DATA SUPPLIED Block Start
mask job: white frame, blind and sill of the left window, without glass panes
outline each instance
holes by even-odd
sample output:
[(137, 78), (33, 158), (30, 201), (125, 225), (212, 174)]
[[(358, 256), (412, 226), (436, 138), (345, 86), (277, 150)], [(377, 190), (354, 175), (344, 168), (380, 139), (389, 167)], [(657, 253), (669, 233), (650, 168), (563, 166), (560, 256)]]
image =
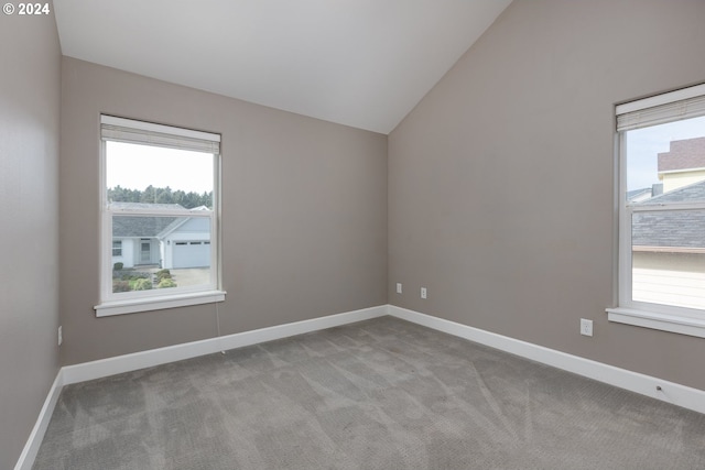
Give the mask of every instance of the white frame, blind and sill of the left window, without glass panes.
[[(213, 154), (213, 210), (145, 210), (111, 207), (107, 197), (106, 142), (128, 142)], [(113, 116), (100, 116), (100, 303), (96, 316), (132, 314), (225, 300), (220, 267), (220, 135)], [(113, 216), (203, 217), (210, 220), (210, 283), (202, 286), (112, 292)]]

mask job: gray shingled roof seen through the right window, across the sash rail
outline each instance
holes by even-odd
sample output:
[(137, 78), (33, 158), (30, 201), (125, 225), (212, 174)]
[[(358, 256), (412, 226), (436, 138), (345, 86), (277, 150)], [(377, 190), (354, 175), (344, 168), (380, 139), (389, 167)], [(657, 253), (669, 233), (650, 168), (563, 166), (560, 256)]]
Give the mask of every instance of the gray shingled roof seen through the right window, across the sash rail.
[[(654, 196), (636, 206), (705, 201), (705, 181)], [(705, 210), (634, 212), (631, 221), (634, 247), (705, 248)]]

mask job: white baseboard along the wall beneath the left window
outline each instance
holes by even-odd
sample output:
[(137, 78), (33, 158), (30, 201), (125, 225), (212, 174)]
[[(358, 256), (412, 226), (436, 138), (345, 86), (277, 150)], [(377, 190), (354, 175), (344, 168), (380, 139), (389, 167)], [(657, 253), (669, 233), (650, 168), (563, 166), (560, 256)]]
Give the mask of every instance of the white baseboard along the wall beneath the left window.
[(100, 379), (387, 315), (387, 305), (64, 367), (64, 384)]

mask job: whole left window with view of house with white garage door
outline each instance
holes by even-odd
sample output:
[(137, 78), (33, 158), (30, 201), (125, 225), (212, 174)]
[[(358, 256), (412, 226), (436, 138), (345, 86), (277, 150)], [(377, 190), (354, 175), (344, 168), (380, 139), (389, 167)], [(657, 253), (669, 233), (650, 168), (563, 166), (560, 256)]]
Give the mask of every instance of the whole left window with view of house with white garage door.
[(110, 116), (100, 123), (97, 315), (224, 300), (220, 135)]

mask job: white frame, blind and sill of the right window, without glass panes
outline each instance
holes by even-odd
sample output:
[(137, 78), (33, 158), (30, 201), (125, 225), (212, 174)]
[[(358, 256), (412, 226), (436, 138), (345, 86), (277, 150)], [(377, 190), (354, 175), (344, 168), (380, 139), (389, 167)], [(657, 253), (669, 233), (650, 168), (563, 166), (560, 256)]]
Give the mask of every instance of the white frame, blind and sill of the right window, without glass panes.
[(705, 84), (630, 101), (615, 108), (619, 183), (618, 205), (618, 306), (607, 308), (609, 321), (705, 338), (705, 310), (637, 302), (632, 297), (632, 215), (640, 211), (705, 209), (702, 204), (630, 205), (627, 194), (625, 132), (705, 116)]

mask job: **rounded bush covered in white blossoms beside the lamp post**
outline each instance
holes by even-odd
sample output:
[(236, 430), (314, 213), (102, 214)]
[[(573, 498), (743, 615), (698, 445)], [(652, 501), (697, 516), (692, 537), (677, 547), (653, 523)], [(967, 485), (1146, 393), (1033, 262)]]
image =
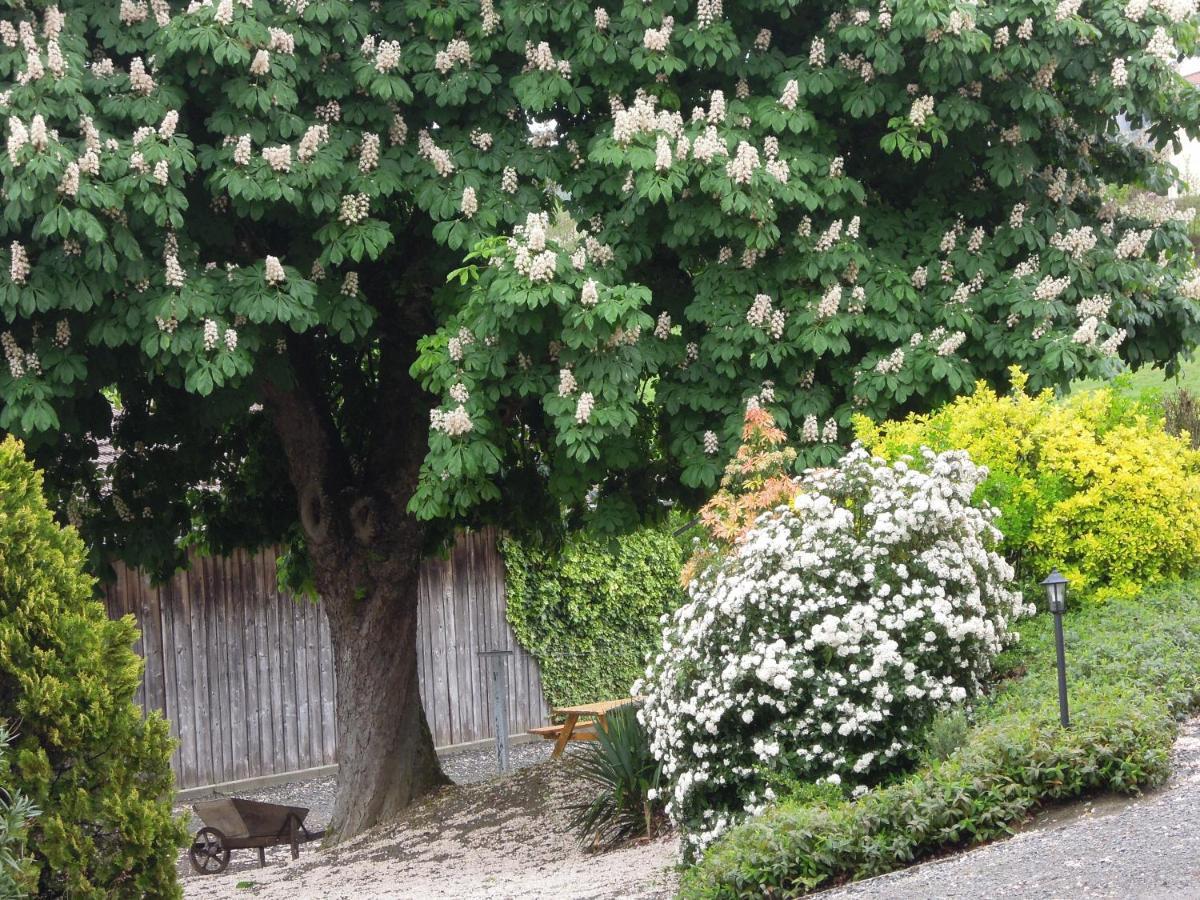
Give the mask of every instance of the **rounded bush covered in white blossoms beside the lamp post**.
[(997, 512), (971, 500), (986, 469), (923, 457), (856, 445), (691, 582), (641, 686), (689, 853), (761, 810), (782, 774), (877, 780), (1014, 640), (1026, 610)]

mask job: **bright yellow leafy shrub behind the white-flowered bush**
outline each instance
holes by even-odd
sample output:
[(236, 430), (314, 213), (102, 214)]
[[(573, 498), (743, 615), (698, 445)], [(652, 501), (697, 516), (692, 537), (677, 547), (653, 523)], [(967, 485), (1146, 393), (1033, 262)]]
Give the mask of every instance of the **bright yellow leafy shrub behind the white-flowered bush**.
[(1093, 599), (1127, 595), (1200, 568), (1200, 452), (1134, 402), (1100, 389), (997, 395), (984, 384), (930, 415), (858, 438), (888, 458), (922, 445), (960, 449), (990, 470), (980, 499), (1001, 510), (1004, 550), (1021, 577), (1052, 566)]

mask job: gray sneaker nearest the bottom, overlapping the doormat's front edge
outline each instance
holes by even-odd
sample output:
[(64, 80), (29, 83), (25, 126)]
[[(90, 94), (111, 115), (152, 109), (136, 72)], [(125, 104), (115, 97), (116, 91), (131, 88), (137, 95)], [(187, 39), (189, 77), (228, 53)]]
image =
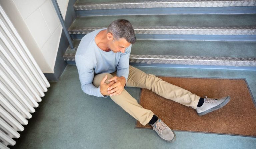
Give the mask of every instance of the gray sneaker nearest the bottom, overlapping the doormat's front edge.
DATA SUPPLIED Block End
§ EXERCISE: The string "bottom" marks the lines to copy; report each of them from the data above.

§ RESPONSE:
mask job: gray sneaker nearest the bottom, overlapping the doormat's front edge
Give the mask of every instance of the gray sneaker nearest the bottom, overlapping the doormat's front edge.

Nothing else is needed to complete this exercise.